Excerpts of labeled region data:
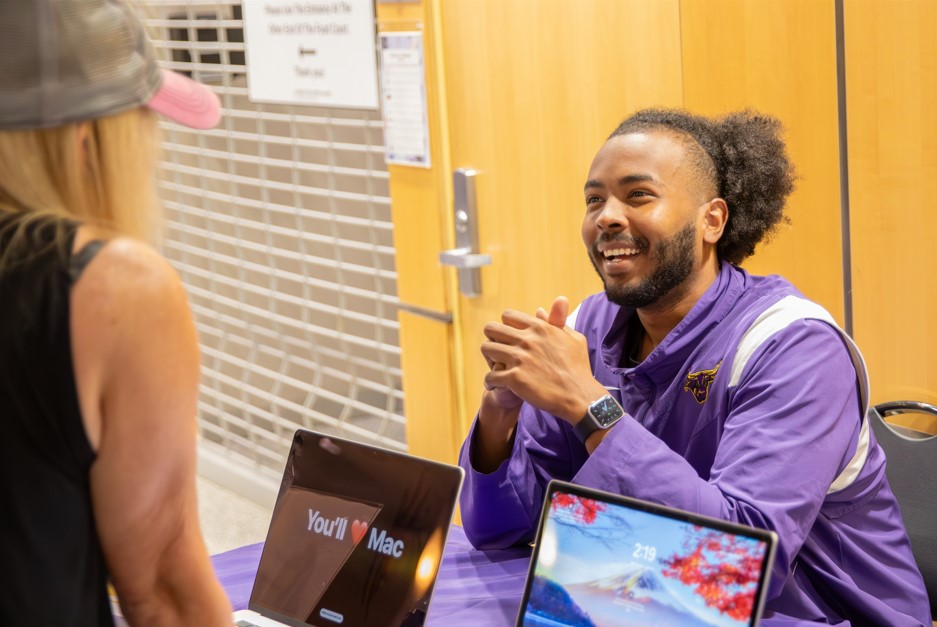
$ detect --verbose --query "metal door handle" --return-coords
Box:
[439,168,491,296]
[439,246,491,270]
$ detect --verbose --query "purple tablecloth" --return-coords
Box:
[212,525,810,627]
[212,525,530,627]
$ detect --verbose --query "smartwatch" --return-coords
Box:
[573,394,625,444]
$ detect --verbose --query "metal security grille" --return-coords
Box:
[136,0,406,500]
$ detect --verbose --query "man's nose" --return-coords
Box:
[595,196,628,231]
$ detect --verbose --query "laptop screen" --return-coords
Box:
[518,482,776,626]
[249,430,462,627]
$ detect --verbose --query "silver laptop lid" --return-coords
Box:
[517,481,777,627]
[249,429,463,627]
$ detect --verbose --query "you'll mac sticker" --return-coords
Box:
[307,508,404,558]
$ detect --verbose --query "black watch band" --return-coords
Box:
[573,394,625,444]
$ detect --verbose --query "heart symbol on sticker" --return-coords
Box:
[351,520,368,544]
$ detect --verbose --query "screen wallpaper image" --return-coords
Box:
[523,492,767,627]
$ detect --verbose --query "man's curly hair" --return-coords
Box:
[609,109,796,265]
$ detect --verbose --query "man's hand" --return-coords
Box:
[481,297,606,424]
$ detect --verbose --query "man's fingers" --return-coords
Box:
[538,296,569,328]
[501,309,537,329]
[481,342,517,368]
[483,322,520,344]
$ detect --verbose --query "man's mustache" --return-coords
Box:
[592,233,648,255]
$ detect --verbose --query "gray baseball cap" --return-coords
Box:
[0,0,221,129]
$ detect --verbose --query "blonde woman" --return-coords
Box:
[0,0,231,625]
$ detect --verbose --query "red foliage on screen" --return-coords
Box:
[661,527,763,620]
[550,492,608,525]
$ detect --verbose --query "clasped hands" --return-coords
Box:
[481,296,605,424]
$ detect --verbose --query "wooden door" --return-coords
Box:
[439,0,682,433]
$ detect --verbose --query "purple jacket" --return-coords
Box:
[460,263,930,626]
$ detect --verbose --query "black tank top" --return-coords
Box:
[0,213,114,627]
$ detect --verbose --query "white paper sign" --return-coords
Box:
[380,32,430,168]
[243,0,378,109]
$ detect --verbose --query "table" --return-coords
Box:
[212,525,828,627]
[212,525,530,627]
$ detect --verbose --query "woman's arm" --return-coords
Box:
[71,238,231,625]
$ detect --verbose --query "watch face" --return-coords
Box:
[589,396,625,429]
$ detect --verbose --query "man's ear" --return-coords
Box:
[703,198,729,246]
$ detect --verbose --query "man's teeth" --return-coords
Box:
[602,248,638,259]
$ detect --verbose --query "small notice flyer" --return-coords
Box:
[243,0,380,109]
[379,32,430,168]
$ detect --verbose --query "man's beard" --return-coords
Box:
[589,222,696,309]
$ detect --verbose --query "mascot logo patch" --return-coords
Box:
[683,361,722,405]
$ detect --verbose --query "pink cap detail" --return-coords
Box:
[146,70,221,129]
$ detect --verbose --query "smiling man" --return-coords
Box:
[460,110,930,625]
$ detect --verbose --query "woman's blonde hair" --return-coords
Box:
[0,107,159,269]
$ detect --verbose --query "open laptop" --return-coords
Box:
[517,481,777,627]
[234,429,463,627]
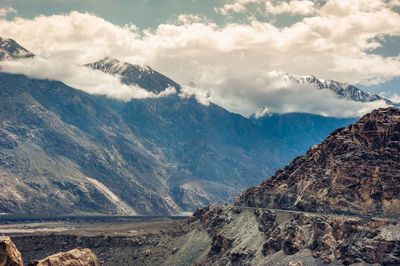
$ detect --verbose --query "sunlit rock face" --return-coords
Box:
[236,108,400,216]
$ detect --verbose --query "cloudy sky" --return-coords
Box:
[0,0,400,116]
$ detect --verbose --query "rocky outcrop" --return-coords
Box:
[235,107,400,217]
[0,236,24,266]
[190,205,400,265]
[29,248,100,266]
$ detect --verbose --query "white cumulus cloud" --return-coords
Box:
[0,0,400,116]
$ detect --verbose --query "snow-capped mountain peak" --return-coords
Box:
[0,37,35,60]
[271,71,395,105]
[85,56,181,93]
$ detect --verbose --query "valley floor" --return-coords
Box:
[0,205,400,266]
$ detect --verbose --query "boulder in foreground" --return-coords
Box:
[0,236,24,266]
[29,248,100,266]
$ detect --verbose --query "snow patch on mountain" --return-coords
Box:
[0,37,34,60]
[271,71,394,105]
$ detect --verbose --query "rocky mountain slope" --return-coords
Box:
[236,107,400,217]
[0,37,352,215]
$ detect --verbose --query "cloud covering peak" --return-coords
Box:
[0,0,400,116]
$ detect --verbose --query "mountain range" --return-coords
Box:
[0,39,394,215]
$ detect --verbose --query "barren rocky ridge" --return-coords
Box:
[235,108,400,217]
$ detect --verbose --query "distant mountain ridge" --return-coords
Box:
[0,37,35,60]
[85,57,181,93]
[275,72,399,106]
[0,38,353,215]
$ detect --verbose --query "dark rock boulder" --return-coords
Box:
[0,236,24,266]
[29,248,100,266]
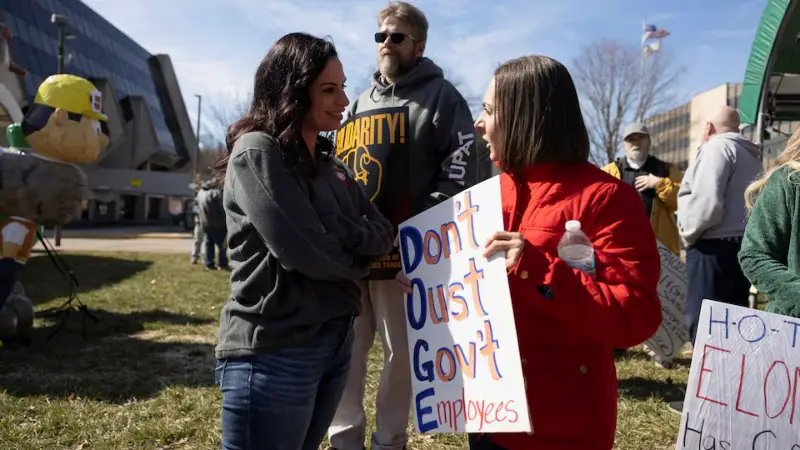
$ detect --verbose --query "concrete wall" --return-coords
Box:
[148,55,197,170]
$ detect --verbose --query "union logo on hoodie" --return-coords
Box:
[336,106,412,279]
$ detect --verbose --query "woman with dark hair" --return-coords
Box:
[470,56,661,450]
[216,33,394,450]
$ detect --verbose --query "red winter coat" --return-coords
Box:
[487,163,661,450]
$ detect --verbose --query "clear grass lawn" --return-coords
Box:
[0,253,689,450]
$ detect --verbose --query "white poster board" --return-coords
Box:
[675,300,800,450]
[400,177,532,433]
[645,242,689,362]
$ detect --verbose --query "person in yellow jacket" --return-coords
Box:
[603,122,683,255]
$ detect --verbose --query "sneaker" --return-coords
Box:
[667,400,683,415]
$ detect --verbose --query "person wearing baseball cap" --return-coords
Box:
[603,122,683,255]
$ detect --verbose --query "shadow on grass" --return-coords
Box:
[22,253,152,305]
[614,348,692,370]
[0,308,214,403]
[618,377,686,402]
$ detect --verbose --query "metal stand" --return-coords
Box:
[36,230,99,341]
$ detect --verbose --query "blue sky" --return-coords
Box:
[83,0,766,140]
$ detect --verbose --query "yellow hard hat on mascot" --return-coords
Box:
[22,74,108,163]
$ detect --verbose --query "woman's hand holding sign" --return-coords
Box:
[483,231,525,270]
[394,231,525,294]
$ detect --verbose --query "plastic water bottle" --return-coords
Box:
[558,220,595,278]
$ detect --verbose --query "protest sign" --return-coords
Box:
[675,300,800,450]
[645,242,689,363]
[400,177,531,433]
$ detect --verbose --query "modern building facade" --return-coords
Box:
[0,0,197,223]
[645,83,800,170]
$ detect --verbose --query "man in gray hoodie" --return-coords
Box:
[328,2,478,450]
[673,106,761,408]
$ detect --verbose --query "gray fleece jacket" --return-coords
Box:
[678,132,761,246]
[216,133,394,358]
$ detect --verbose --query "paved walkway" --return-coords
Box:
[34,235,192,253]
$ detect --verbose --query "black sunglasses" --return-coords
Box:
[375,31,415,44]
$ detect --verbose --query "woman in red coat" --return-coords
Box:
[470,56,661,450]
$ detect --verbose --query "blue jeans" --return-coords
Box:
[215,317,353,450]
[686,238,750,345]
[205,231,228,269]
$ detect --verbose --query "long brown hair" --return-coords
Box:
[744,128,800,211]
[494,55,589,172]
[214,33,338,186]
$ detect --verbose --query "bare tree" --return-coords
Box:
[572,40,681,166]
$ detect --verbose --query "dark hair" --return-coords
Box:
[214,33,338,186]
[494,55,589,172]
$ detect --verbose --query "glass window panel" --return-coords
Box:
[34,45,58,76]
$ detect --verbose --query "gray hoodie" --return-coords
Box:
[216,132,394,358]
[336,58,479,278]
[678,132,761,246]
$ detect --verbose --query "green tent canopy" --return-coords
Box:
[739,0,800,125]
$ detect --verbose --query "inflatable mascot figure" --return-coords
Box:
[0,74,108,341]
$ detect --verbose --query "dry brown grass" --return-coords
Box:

### YOUR INSTRUCTIONS:
Retype all of the lines above without changing anything, and omit the pictures from your answer.

### EXERCISE OUTPUT:
$ detect --verbose --query "metal door handle" --return-coords
Box:
[439,168,491,296]
[439,246,491,270]
$ detect --verbose --query "purple tablecloth" --return-coords
Box:
[212,525,810,627]
[212,525,530,627]
$ detect --verbose --query "smartwatch" --return-coords
Box:
[573,394,625,444]
$ detect --verbose --query "metal security grille" --return-coords
Box:
[136,0,406,500]
$ detect --verbose --query "man's nose" --return-coords
Box:
[595,196,628,231]
$ detect --verbose --query "laptop screen" --return-coords
Box:
[518,482,776,626]
[249,430,462,627]
$ detect --verbose --query "silver laptop lid" --return-coords
Box:
[517,481,777,627]
[249,429,463,627]
$ detect --verbose --query "you'll mac sticker" --return-coords
Box:
[307,508,404,558]
$ detect --verbose --query "black watch band" --return-coords
Box:
[573,394,625,444]
$ detect --verbose --query "heart symbol on sticker" --return-coords
Box:
[351,520,368,544]
$ detect --verbose --query "screen wallpaper image" --return-coords
Box:
[523,492,767,627]
$ detect --verbose --query "man's curly hair" --return-coords
Box:
[609,109,796,265]
$ detect --verbose --query "man's hand" --return-coords
Box:
[481,297,606,424]
$ detect --verbose --query "man's fingers" --return-coords
Box:
[538,296,569,328]
[501,309,537,329]
[481,342,517,368]
[483,322,520,344]
$ detect --verbose --query "man's mustache" --return-coords
Box:
[592,233,648,255]
$ detect --verbose --query "gray baseball cap" --return-coords
Box:
[0,0,221,129]
$ detect --verbose --query "blonde woman" --return-coords
Box:
[0,0,231,625]
$ detect --verbose --query "red foliage on screen" --return-coords
Box:
[661,527,763,620]
[550,492,608,525]
$ detect --verbose --query "clasped hands" --return-coords
Box:
[481,296,605,424]
$ detect --verbose --query "wooden door" --return-coords
Box:
[439,0,682,433]
$ detect --verbose --query "purple jacket" --return-coords
Box:
[460,263,930,626]
$ detect --verbose --query "black tank top" --return-coords
Box:
[0,213,114,627]
$ detect --verbose --query "white paper sign" --return-coords
Box:
[380,32,430,168]
[243,0,378,109]
$ detect --verbose --query "table" --return-coords
Box:
[212,525,828,627]
[212,525,530,627]
$ detect --verbose --query "woman's arm" --return-coords
Box:
[71,238,231,625]
$ detect --verbose --query "watch face" --return-coords
Box:
[589,396,625,429]
$ detect --verbose --query "man's ear" --return-coords
Box:
[703,198,729,246]
$ detect --verbose --query "man's teeth" --return-coords
Box:
[602,248,638,259]
$ detect --verbose --query "small notice flyer" --return-coords
Box:
[243,0,380,109]
[379,32,430,168]
$ detect --verbose --query "man's beard" --return-coords
Box:
[589,222,696,309]
$ detect --verbose --query "mascot logo patch" --return-coords
Box:
[683,361,722,405]
$ detect --verbose --query "pink cap detail" --return-coords
Box:
[146,70,221,129]
$ detect --verbose --query "smiling man" --return-coords
Box:
[460,110,930,625]
$ detect --verbose --query "woman's blonde hair" --return-coords
Box:
[0,107,159,269]
$ detect --verbose --query "open laptop" --return-coords
Box:
[517,481,777,627]
[234,429,463,627]
$ detect --verbose --query "sunlit rock face" --return-coords
Box:
[236,108,400,216]
$ detect --verbose --query "cloudy sky" --return-coords
Box:
[0,0,400,116]
$ detect --verbose --query "rocky outcrop" --return-coords
Box:
[235,107,400,217]
[0,236,24,266]
[190,205,400,265]
[29,248,100,266]
$ detect --verbose --query "white cumulus cloud" --return-coords
Box:
[0,0,400,116]
$ detect --verbose --query "snow-capped mountain peak" --return-coords
Box:
[0,37,35,60]
[271,71,395,105]
[85,56,181,93]
$ detect --verbose --query "valley floor" --return-coords
Box:
[0,205,400,266]
$ detect --verbose --query "boulder in foreground" --return-coords
Box:
[0,236,24,266]
[29,248,100,266]
$ detect --verbose --query "snow patch on mountain" --return-coords
Box:
[0,37,34,60]
[271,71,394,105]
$ detect --verbose --query "rocky mountain slope" --return-coords
Box:
[236,107,400,217]
[0,37,352,215]
$ detect --verbose --query "cloud covering peak" --return-coords
Box:
[0,0,400,116]
$ detect --verbose --query "mountain range" --return-coords
Box:
[0,39,394,215]
$ detect --verbose --query "barren rocky ridge" --return-coords
Box:
[235,108,400,217]
$ detect --verbose --query "distant mountain ridge" --return-coords
Box:
[0,37,35,60]
[85,57,181,93]
[275,72,399,106]
[0,38,353,215]
$ detect --verbose --query "dark rock boulder" --return-coords
Box:
[0,236,24,266]
[29,248,100,266]
$ detect --verbose --query "concrete wall" --return-coords
Box:
[148,55,197,170]
$ detect --verbose --query "union logo on hoodie" --return-coords
Box:
[336,106,412,279]
$ detect --verbose --query "woman with dark hair" --return-coords
Box:
[470,56,661,450]
[216,33,394,450]
$ detect --verbose --query "red winter coat" --return-coords
Box:
[487,163,661,450]
$ detect --verbose --query "clear grass lawn" --return-coords
Box:
[0,253,689,450]
$ detect --verbose --query "white poster board" --return-coords
Box:
[675,300,800,450]
[400,177,532,433]
[645,242,689,362]
$ detect --verbose --query "person in yellow jacket" --return-coords
Box:
[603,122,683,255]
$ detect --verbose --query "sneaker" --return-coords
Box:
[667,400,683,415]
$ detect --verbose --query "person wearing baseball cap" --return-coords
Box:
[603,122,683,255]
$ detect --verbose --query "shadow on grass" --return-coords
Box:
[22,253,152,305]
[614,348,692,370]
[0,308,214,403]
[618,377,686,402]
$ detect --verbose --query "metal stand" --return-coords
Box:
[36,230,99,341]
$ detect --verbose --query "blue sky" --return-coords
Box:
[83,0,766,140]
$ detect --verbose --query "yellow hard hat on mascot" --return-coords
Box:
[22,74,108,163]
$ detect --verbose --query "woman's hand holding sign" --return-coords
Box:
[483,231,525,270]
[394,231,525,294]
$ detect --verbose --query "plastic water bottle" --return-coords
Box:
[558,220,595,278]
$ detect --verbose --query "protest sign" --return-coords
Box:
[675,300,800,450]
[645,242,689,363]
[400,177,531,433]
$ detect --verbose --query "modern building facade" --return-coords
Box:
[0,0,197,223]
[645,83,800,170]
$ detect --verbose --query "man in gray hoodie" --return-coords
Box:
[328,2,478,450]
[673,106,761,408]
$ detect --verbose --query "gray fleece jacket" --return-coords
Box:
[678,132,761,246]
[216,133,394,358]
$ detect --verbose --query "paved walkway" --return-coords
Box:
[34,235,192,253]
$ detect --verbose --query "black sunglasses" --return-coords
Box:
[375,31,415,44]
$ detect --verbose --query "woman in red coat" --return-coords
Box:
[470,56,661,450]
$ detect --verbose --query "blue jeans" --return-coords
Box:
[215,317,353,450]
[686,238,750,345]
[205,231,228,269]
$ detect --verbose --query "long brown hair" --return-coords
Box:
[744,128,800,211]
[494,55,589,172]
[214,33,338,186]
$ detect --verbose --query "bare tree" --return-coords
Box:
[572,40,681,166]
$ detect --verbose --query "dark hair" --return-coords
Box:
[214,33,338,186]
[494,55,589,172]
$ detect --verbose --query "glass window panel" --return-coords
Box:
[34,45,58,76]
$ detect --verbose --query "gray hoodie" --return-coords
Box:
[216,132,394,358]
[336,58,479,278]
[678,132,761,246]
$ detect --verbose --query "green tent canopy" --return-coords
Box:
[739,0,800,125]
$ detect --verbose --query "inflatable mascot figure" --return-coords
Box:
[0,74,108,341]
$ detect --verbose --query "dry brown grass" --return-coords
Box:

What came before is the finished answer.